Go through the lines below and retype each one exactly.

_____

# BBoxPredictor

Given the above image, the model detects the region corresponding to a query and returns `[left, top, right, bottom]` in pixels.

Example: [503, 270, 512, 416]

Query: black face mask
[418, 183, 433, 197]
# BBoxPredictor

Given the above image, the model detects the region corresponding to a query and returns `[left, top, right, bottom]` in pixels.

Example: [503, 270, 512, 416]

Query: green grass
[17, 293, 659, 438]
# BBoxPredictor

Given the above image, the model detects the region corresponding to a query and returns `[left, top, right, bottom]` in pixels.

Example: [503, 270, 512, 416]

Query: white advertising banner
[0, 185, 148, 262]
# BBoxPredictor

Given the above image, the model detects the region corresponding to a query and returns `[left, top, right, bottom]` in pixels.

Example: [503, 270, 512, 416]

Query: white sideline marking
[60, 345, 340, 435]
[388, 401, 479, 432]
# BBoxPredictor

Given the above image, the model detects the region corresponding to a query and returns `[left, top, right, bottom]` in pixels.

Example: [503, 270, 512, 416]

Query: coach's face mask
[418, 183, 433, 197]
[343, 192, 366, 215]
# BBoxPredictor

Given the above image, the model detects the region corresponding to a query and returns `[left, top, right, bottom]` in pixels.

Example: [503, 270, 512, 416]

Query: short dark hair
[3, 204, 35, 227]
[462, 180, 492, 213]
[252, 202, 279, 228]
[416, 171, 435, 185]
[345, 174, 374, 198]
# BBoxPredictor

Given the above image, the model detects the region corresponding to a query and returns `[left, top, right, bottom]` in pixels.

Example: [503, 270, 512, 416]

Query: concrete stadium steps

_____

**Response for this exercise**:
# BBoxPredictor

Given the above image, the model detects the region corresponding to a query and returns `[left, top, right, bottom]` in pixels.

Example: [503, 270, 512, 416]

Query: black face mask
[418, 183, 433, 197]
# BBoxPredictor

Given the above image, the model detects the region corresponding to a query and returns `[left, top, right, bottom]` in pixels.

Example: [503, 270, 512, 416]

Query: green grass
[17, 293, 659, 438]
# BBoxPredictor

Given the above image, the model detects the region corresponding to a query and returns `[left, top, right, bottom]` in pixels.

Example: [503, 270, 512, 416]

Query: white advertising banner
[0, 185, 148, 262]
# BBoxPredictor

Given the above image, the model detects the region corresponding to a query and returns `[left, top, right, bottom]` in pixels.

Example: [503, 270, 512, 416]

Query: white sideline marking
[60, 345, 340, 435]
[388, 401, 479, 432]
# BBoxPredictor

Given the above image, the model detects the region corresponding to a query and returns `[left, top, right, bottom]` in pixels.

Example: [503, 270, 512, 416]

Query: coach's face mask
[418, 183, 433, 197]
[343, 192, 366, 215]
# BBoxPredictor

Given the above image, the model detects the region corresponding to a query and returns `[left, top, right, bottom]` in pixels.

Example: [503, 270, 512, 416]

Query: short dark hair
[3, 204, 35, 227]
[462, 180, 492, 213]
[252, 202, 279, 228]
[416, 171, 435, 185]
[345, 174, 374, 198]
# BBoxPredictor

Given the above image, the model detects the region corresponding to a query and returns `[left, top, right, bottom]` in pixels.

Example: [503, 270, 512, 416]

Query: concrete stadium steps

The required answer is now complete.